Your objective >>
Give back the line where "instance of the sky" appears and all the lines after it until the listing ends, unchanged and with nothing else.

Records provided >>

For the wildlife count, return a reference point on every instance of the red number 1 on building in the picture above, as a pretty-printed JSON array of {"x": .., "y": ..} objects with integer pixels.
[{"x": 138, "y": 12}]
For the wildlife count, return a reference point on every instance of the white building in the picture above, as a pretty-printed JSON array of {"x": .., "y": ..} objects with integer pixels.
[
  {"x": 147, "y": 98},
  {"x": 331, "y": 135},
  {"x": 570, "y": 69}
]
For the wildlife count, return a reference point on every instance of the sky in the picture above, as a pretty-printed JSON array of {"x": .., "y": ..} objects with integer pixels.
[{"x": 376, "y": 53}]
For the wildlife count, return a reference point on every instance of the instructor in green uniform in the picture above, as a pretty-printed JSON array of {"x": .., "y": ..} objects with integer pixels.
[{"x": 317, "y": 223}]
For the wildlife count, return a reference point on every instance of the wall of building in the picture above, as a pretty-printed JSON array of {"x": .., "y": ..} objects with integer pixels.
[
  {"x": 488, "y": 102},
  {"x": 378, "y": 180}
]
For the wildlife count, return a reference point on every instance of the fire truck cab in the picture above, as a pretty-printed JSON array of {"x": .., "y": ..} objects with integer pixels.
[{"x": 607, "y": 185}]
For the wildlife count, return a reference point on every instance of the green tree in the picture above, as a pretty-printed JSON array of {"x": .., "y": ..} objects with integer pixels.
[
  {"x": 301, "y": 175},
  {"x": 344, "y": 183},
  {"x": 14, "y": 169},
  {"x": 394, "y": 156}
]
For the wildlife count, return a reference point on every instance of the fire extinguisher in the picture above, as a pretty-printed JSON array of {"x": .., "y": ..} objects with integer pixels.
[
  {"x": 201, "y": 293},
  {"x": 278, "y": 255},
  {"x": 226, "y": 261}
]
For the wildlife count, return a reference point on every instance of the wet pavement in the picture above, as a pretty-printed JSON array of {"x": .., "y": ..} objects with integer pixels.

Solution to this problem >>
For the wildlife count, return a reference point on every instance of the sky in the picture above, as a pretty-printed JSON array of {"x": .., "y": ..} objects with integer pixels.
[{"x": 376, "y": 53}]
For the wildlife count, return a reference point on every instance of the instructor in green uniform in the picture above, as a pretty-printed JSON array of {"x": .., "y": ..} objects with integer pixels.
[{"x": 317, "y": 223}]
For the wildlife count, return a reference point on every instance of the wall of building in the picture above, as a pretty-printed JSON array of {"x": .., "y": ..} objects with integer pixels.
[
  {"x": 488, "y": 102},
  {"x": 378, "y": 180}
]
For the wildlife count, return a reference point on every instance of the fire truck cab in the picture above, as a pretty-printed JSON array of {"x": .., "y": ..} objects with integer pixels.
[{"x": 607, "y": 185}]
For the wildlife count, return a reference point on every instance of the green tree in the picture above, as a pretty-printed JSON array of {"x": .., "y": ..} objects with integer pixels.
[
  {"x": 301, "y": 175},
  {"x": 344, "y": 183},
  {"x": 14, "y": 169},
  {"x": 394, "y": 156}
]
For the wildlife count, return a reference point on every instance of the fire extinguisher in the picture above, as a pretty-printed JSON array of {"x": .., "y": ..} objects with integer pixels.
[
  {"x": 201, "y": 293},
  {"x": 278, "y": 255},
  {"x": 226, "y": 261}
]
For the wildlife count, return a reference point on every instance of the wet pavement in the picture above, as a pretty-printed JSON array of {"x": .., "y": ..} objects with integer pixels.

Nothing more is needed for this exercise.